-- Begin --

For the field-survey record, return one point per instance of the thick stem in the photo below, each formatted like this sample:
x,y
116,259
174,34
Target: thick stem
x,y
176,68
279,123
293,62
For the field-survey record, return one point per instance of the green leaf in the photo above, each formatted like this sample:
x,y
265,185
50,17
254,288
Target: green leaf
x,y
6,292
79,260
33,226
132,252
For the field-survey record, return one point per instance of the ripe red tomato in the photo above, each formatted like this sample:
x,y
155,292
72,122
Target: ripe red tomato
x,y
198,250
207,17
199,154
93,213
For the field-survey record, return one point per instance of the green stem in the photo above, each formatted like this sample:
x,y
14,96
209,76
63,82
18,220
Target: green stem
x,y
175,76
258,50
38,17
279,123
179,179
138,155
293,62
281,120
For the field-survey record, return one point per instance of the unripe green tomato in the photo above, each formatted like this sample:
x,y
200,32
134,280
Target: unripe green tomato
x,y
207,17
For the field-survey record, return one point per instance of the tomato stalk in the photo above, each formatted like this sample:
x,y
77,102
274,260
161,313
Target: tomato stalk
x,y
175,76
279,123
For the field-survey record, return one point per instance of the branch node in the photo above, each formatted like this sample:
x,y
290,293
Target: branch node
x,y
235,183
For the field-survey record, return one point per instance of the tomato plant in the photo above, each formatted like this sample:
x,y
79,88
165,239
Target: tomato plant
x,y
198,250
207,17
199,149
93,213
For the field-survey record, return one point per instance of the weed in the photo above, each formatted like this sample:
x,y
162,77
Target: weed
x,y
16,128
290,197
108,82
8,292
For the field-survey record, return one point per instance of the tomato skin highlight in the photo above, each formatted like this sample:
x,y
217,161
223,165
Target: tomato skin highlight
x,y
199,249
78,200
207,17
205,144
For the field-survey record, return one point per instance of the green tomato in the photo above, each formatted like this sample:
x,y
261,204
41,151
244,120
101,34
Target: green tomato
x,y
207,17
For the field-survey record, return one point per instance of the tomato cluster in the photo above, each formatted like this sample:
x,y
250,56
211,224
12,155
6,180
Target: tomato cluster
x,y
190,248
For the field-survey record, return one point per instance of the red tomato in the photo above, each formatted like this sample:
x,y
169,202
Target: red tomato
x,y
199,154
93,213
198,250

-- End --

▶ **Exercise aim**
Lay out every line of the records above as a Markdown table with two columns: Row, holding a running number, and Line, holding the line itself. Leave out any blank lines.

▶ **Solution for this task**
| Row | Line |
|---|---|
| 1 | For the field-survey record, return one point per instance of the thick stem in the photo below, each formatted like this sample: |
| 2 | x,y |
| 3 | 116,259 |
| 4 | 174,34 |
| 5 | Target: thick stem |
| 6 | x,y |
| 7 | 176,68 |
| 8 | 279,123 |
| 9 | 293,62 |
| 10 | For the field-survey record, return one point per instance of the green leaf in the photo above, each formatted like this sample: |
| 11 | x,y |
| 12 | 265,185 |
| 13 | 50,17 |
| 14 | 254,288 |
| 15 | Target: green leaf |
| 16 | x,y |
| 17 | 6,292 |
| 18 | 79,260 |
| 19 | 33,226 |
| 20 | 132,252 |
| 21 | For the field-survey record, return one point per instance of the ripe red tomato in the photo above, each formatted like this sample: |
| 22 | x,y |
| 23 | 155,292 |
| 24 | 72,122 |
| 25 | Target: ripe red tomato |
| 26 | x,y |
| 27 | 198,250 |
| 28 | 207,17 |
| 29 | 199,154 |
| 30 | 93,213 |
| 31 | For the field-survey record, return one point per instance of the green stem in the photo above, each formatted like this sample: |
| 32 | x,y |
| 33 | 14,96 |
| 34 | 209,76 |
| 35 | 63,82 |
| 36 | 18,220 |
| 37 | Target: green stem |
| 38 | x,y |
| 39 | 175,76 |
| 40 | 258,50 |
| 41 | 38,17 |
| 42 | 279,123 |
| 43 | 179,179 |
| 44 | 138,155 |
| 45 | 293,62 |
| 46 | 281,120 |
| 47 | For the field-survey record, return one point per instance of the unripe green tomato in the photo above, each formatted like this sample: |
| 48 | x,y |
| 49 | 200,32 |
| 50 | 134,280 |
| 51 | Target: unripe green tomato |
| 52 | x,y |
| 53 | 207,17 |
| 54 | For the field-survey record, return one point per instance of the tomato stalk in the photo above, each formatted like this sample: |
| 55 | x,y |
| 56 | 77,102 |
| 57 | 274,260 |
| 58 | 161,313 |
| 59 | Target: tomato stalk |
| 60 | x,y |
| 61 | 175,76 |
| 62 | 279,123 |
| 63 | For the field-survey record, return one point per instance of the branch node in the photo above, each formatted like this sample: |
| 64 | x,y |
| 65 | 290,293 |
| 66 | Target: branch node |
| 67 | x,y |
| 68 | 235,183 |
| 69 | For the field-survey record, return one point per instance of the tomato plant in the photo above, each formatted like this sample: |
| 70 | x,y |
| 71 | 79,88 |
| 72 | 165,239 |
| 73 | Target: tomato plant |
| 74 | x,y |
| 75 | 198,250 |
| 76 | 207,17 |
| 77 | 199,149 |
| 78 | 93,213 |
| 79 | For the field-survey record, return one point per instance of the weed in the photo above, each formatted like this sample: |
| 80 | x,y |
| 81 | 162,77 |
| 82 | Target: weed |
| 83 | x,y |
| 84 | 16,128 |
| 85 | 290,197 |
| 86 | 108,82 |
| 87 | 8,292 |
| 88 | For the field-survey record, return one point per instance of the tomato skin highlight in the photo above, each formatted like this sample: |
| 89 | x,y |
| 90 | 217,161 |
| 91 | 223,165 |
| 92 | Target: tomato skin highlight |
| 93 | x,y |
| 94 | 199,249 |
| 95 | 78,200 |
| 96 | 207,17 |
| 97 | 205,144 |
| 98 | For the field-survey record, return one point per instance of the green tomato in the photo above, each formatted like this sample: |
| 99 | x,y |
| 100 | 261,204 |
| 101 | 41,151 |
| 102 | 244,120 |
| 103 | 101,34 |
| 104 | Target: green tomato |
| 105 | x,y |
| 106 | 207,17 |
| 107 | For the field-survey record, return one point per instance of the tomato cluster in the photo above, each formatted like this sample: |
| 108 | x,y |
| 109 | 250,56 |
| 110 | 211,224 |
| 111 | 12,155 |
| 112 | 6,180 |
| 113 | Target: tomato cluster |
| 114 | x,y |
| 115 | 190,248 |
| 116 | For the field-survey record, return one point per instance of the red tomato in the photo above, each formatted like this sample: |
| 117 | x,y |
| 118 | 169,202 |
| 119 | Target: red tomato |
| 120 | x,y |
| 121 | 199,154 |
| 122 | 93,213 |
| 123 | 198,250 |